Excerpted records ->
** begin **

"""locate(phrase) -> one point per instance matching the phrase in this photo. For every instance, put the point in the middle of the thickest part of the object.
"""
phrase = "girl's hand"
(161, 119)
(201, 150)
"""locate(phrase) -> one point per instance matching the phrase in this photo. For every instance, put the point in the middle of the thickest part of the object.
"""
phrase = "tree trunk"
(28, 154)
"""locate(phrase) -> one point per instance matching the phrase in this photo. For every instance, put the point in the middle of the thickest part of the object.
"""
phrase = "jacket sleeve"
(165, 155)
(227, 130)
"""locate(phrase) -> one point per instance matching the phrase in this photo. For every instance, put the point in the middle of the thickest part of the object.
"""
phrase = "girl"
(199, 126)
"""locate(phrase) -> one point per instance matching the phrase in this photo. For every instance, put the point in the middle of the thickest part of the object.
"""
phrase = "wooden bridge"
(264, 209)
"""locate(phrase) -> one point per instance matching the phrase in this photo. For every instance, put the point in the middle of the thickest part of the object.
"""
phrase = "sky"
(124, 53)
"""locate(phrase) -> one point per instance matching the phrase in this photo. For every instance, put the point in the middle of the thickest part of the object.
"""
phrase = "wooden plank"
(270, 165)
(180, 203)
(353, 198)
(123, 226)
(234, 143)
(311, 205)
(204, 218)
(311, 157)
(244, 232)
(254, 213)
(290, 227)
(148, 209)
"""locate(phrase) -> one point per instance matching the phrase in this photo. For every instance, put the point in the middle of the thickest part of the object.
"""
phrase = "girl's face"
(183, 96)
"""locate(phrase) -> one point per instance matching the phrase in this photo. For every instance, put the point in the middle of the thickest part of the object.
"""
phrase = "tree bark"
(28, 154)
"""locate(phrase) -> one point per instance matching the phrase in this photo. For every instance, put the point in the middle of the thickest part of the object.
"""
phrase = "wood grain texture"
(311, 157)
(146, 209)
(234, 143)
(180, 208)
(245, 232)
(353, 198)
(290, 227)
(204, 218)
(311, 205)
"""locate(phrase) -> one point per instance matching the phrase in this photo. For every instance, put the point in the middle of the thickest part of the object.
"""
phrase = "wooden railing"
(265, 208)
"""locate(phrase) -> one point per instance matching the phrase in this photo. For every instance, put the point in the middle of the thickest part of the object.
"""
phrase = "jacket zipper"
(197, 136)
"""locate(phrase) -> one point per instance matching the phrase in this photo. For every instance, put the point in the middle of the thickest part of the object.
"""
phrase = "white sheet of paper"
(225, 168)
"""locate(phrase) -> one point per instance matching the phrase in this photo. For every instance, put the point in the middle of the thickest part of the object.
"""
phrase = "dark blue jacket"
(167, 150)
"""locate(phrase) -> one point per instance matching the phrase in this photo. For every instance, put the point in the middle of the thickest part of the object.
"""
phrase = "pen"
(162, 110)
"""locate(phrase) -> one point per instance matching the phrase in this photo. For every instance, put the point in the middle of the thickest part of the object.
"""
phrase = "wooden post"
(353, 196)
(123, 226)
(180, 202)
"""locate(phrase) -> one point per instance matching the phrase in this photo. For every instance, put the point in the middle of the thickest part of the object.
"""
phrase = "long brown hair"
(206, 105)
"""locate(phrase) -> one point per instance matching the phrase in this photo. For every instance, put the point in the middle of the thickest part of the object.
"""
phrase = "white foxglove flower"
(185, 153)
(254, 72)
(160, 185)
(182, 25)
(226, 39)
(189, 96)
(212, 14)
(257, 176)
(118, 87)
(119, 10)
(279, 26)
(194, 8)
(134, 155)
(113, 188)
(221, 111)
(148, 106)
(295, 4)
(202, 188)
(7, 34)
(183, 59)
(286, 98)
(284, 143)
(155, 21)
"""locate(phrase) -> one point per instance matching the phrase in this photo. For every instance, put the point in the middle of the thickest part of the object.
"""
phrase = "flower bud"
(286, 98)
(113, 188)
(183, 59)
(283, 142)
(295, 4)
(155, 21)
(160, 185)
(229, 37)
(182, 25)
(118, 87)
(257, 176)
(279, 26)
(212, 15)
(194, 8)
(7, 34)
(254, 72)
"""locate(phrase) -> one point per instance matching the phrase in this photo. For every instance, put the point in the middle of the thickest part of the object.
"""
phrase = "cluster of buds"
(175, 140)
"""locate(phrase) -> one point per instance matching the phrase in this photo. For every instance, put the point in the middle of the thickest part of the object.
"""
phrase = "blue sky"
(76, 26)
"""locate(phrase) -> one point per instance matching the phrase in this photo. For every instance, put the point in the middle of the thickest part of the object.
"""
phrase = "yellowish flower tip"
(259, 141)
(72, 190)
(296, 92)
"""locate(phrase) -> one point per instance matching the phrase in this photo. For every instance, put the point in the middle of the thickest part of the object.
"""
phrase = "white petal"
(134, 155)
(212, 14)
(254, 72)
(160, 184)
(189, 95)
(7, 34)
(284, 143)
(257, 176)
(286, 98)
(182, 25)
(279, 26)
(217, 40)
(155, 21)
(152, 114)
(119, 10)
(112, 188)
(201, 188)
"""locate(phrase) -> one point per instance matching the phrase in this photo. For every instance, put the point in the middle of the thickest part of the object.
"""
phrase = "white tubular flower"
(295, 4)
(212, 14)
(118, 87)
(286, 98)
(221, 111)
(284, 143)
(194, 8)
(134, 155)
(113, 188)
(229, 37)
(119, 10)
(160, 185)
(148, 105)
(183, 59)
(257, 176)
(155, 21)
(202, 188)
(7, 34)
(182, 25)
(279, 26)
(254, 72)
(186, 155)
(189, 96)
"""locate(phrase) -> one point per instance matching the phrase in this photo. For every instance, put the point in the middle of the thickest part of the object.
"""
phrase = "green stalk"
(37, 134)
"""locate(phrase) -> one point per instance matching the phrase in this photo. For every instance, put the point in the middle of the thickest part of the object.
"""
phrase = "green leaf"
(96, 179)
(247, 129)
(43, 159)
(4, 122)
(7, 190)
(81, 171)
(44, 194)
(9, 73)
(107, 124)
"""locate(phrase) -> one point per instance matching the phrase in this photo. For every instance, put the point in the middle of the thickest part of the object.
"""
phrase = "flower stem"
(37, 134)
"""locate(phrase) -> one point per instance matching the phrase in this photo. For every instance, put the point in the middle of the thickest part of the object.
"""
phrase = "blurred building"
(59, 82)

** end **

Exercise requirements -> From the lines above, copy each one that contains the word "white", keeping them in their original order. Case counts.

Exercise solution ->
phrase = "white sheet of paper"
phrase = "white foxglove flower"
phrase = "white petal"
phrase = "white tubular flower"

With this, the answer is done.